=== SOURCE DATA ===

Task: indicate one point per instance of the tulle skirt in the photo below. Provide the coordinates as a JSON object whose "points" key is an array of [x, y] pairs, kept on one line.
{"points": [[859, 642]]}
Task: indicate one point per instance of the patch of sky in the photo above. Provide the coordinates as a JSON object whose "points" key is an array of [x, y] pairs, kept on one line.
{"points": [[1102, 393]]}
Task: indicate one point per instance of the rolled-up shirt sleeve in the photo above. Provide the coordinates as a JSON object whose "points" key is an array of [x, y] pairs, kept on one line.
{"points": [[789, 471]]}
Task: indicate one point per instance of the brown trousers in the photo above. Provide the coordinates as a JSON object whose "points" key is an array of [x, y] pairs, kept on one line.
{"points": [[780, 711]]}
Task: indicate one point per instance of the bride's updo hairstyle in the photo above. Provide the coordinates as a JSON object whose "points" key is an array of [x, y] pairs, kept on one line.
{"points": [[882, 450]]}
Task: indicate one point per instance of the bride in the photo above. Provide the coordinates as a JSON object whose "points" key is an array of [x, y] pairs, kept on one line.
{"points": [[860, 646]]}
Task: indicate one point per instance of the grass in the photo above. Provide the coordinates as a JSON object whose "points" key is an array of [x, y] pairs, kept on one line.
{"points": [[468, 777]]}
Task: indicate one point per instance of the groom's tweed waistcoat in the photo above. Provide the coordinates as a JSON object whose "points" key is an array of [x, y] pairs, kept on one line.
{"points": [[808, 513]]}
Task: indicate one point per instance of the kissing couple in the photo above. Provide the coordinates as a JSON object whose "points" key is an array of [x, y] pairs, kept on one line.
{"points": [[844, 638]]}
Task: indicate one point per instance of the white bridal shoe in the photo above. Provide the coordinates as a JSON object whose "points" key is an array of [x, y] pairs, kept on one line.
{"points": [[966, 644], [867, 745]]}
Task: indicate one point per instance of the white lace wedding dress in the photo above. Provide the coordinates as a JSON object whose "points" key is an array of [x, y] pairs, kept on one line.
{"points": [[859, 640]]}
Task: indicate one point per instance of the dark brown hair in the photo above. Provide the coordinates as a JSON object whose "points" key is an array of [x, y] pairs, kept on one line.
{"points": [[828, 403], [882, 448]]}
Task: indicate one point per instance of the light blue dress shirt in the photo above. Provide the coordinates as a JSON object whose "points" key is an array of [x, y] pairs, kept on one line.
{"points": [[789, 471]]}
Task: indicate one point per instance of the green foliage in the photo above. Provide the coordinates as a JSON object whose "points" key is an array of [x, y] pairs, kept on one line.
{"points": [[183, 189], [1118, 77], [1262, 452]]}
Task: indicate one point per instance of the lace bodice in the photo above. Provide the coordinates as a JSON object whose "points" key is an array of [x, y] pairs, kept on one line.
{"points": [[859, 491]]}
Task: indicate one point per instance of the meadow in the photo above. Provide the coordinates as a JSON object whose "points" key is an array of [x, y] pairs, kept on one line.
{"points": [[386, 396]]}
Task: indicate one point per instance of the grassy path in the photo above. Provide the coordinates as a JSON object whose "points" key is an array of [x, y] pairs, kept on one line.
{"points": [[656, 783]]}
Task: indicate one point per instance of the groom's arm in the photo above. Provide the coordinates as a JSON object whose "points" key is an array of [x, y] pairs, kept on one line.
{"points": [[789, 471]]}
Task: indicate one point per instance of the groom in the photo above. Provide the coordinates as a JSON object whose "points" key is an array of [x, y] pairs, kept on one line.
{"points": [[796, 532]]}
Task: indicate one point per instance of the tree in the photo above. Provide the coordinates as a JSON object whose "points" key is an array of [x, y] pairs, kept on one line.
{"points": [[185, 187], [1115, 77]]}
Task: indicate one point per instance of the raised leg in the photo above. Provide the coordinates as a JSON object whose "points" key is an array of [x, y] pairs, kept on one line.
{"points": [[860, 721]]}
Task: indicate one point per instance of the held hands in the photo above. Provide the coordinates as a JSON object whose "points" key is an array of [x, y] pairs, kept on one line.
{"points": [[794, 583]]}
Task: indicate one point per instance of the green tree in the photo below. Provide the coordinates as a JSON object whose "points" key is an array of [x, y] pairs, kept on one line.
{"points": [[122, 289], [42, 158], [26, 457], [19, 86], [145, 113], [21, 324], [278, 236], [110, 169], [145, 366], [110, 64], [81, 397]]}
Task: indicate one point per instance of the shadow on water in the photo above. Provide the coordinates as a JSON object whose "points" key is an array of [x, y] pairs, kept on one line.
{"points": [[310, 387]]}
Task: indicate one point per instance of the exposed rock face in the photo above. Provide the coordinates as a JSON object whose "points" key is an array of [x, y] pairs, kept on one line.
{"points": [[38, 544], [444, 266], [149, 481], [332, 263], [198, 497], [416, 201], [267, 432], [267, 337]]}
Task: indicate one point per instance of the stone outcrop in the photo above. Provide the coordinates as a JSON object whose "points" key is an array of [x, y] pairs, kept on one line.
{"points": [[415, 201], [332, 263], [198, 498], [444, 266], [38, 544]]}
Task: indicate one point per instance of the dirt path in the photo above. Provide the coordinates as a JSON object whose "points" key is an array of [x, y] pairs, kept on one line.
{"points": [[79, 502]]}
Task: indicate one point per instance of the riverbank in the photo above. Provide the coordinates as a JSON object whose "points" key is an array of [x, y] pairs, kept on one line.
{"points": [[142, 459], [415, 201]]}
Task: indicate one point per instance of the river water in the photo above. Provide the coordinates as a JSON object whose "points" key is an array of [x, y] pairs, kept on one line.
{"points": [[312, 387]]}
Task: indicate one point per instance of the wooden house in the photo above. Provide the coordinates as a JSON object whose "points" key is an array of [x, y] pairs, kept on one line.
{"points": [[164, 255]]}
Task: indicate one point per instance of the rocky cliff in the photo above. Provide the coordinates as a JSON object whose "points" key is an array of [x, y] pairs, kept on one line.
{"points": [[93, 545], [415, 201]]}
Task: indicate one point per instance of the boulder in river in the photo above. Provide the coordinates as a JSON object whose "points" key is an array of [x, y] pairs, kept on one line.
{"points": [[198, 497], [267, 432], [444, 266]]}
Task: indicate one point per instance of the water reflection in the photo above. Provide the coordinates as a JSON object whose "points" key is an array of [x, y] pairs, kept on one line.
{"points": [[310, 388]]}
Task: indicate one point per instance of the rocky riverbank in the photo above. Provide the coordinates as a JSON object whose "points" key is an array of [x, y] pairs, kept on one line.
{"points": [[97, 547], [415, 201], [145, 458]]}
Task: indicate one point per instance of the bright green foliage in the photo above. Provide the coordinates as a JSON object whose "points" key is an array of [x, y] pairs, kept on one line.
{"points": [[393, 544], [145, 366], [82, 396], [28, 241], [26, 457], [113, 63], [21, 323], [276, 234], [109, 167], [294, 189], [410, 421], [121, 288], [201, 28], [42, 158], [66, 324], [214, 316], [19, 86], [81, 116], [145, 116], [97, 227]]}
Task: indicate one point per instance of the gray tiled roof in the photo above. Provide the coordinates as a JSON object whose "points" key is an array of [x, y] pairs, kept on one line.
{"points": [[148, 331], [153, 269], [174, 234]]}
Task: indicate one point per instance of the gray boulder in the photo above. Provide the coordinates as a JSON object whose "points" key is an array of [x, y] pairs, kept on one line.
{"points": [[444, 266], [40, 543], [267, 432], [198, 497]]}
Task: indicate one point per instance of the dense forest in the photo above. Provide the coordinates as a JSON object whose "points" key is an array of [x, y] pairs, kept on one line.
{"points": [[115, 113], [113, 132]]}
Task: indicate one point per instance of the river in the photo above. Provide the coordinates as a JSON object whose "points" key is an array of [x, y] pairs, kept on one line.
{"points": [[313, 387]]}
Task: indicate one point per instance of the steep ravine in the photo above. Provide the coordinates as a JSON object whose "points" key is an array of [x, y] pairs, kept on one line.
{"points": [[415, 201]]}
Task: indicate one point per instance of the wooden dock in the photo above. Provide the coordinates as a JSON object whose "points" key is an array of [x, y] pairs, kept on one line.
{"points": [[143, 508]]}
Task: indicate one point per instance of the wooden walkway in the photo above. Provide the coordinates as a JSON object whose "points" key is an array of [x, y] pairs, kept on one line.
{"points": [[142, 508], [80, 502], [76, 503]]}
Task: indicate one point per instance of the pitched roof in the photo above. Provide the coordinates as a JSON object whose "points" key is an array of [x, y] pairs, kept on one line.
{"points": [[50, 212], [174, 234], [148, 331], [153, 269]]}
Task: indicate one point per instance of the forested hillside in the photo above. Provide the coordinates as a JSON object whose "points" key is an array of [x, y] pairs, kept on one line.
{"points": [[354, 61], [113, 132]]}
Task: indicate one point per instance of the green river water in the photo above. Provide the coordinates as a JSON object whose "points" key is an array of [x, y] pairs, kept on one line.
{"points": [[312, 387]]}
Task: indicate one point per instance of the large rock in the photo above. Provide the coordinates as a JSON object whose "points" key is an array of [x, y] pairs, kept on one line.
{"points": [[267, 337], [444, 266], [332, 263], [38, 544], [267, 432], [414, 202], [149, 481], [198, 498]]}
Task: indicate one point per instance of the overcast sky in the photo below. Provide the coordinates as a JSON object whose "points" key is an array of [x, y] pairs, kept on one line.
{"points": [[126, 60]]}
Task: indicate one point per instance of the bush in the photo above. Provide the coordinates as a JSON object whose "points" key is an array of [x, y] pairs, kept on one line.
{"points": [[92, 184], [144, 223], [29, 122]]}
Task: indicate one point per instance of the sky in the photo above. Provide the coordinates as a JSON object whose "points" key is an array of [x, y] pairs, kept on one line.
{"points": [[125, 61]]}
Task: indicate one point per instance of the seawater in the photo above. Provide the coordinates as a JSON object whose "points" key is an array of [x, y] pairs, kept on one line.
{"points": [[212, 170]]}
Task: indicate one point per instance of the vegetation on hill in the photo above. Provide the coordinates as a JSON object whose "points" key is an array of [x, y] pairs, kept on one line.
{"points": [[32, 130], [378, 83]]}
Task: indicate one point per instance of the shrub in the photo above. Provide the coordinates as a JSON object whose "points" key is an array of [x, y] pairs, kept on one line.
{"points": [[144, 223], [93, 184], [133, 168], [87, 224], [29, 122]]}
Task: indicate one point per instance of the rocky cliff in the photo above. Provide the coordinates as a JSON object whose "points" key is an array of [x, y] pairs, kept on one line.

===

§ OBJECTIVE: Can you reproduce only the data from the line containing "Task: indicate one point per instance of the shrub" through the end of the data, requests included, and scale every coordinate in the answers by 2.45, rounding to whole numbers with halves rounded up?

§ THE SOLUTION:
Task: indicate one point per instance of the shrub in the photo above. Provide the coordinates as a JSON object whose "points" key is an array of [x, y] pairs, kept on one line.
{"points": [[353, 546], [228, 451], [326, 412], [213, 549], [71, 299]]}
Task: indicate one point per instance of the rocky cliff in the photo above. Provide the coordinates as a JSON object whose "points" key is an array of [x, y] pairs, kept on one line.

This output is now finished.